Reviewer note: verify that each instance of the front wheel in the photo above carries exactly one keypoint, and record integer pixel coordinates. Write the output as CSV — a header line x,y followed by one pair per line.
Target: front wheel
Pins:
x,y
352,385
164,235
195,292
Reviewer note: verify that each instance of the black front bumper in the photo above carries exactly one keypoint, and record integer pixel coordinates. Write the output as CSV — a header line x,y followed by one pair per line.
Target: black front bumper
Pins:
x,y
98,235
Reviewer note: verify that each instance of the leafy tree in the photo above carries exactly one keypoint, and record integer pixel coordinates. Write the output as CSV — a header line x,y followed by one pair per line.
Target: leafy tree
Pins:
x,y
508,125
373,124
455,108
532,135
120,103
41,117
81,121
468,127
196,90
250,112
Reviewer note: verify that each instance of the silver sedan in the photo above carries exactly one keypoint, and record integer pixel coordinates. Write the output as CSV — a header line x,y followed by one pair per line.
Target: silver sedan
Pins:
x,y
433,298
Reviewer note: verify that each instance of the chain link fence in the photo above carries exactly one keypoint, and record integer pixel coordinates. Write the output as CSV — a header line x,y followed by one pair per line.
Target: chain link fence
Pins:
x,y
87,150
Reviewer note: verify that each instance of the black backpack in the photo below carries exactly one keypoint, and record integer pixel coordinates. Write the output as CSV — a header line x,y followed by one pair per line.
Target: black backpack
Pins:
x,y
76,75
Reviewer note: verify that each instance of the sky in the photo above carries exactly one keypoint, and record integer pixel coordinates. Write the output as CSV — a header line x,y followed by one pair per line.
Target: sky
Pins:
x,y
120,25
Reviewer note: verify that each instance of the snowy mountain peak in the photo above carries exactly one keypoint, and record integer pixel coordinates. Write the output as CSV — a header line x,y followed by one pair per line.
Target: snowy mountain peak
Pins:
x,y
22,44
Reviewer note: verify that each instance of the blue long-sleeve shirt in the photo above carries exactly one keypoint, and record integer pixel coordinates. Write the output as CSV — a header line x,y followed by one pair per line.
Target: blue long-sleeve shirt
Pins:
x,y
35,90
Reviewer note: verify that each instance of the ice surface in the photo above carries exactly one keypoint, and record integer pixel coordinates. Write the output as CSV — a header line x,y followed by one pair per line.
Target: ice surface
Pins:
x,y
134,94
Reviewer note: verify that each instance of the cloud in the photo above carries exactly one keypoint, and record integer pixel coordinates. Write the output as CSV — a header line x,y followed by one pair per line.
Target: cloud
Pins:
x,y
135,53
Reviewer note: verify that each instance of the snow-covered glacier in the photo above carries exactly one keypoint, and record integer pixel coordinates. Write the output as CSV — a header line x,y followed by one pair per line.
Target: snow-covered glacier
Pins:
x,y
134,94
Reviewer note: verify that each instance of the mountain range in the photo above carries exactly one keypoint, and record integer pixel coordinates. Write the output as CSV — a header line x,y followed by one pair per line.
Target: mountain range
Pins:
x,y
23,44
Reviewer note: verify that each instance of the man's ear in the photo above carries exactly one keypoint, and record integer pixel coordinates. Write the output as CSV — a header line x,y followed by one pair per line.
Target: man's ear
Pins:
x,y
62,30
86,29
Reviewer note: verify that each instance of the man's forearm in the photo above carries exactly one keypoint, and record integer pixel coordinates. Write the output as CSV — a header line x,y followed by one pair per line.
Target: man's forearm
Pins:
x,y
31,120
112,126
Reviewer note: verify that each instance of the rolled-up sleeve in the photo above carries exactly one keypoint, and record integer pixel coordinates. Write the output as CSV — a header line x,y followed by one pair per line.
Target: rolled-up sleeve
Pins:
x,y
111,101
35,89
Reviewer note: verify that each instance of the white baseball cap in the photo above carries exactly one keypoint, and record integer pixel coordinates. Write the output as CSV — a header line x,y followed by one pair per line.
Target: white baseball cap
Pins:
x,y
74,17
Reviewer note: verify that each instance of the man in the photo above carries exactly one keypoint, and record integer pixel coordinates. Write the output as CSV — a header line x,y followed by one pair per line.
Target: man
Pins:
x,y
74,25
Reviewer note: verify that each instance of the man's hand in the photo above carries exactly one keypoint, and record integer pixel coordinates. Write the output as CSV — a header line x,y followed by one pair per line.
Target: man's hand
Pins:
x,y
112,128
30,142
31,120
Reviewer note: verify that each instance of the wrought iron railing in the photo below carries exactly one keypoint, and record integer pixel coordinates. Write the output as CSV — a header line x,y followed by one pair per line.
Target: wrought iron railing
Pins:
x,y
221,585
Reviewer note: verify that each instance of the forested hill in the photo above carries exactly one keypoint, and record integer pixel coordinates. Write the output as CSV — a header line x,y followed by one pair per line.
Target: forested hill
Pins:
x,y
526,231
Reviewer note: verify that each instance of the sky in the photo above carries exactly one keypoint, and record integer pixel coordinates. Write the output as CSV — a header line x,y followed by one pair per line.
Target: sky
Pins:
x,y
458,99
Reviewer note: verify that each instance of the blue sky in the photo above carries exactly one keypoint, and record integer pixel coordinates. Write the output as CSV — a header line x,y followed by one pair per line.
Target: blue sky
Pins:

_ _ _ _

### Exercise goal
Reproduce exactly the lines that run from the start of the records to the line with "Reviewer note: verify that each instance of the black backpack", both included.

### Answer to the problem
Reviewer note: verify that each instance of the front wheel in the photo above carries exactly one keypoint, and record integer pixel coordinates. Write the output as CSV — a header line x,y followed by one pair per line.
Target: front wheel
Pins:
x,y
352,385
164,235
195,292
Reviewer note: verify that each instance of the black front bumper in the photo above carries exactly one keypoint, and record integer pixel coordinates. Write the output as CSV — a header line x,y followed by one pair per line.
Target: black front bumper
Pins:
x,y
98,235
Reviewer note: verify that each instance of the leafy tree in the photo above carries exactly one keypoint, and record integer pixel coordinates. Write the output as CSV — a header line x,y followed by one pair per line.
Target: leafy tree
Pins:
x,y
508,125
373,124
455,108
532,135
120,103
41,117
81,121
468,127
196,90
250,112
Reviewer note: verify that each instance of the silver sedan in the photo above carries exactly one keypoint, and record integer pixel coordinates. Write the output as CSV — a header line x,y followed by one pair per line.
Target: silver sedan
Pins:
x,y
433,298
Reviewer note: verify that each instance of the chain link fence in the photo above carries exactly one keypoint, and record integer pixel coordinates. Write the output as CSV — a header line x,y followed by one pair per line.
Target: chain link fence
Pins:
x,y
87,150
Reviewer note: verify that each instance of the black backpack in the photo below carries exactly one keypoint, and record integer pixel coordinates. Write the output as CSV — a header line x,y followed by one pair per line.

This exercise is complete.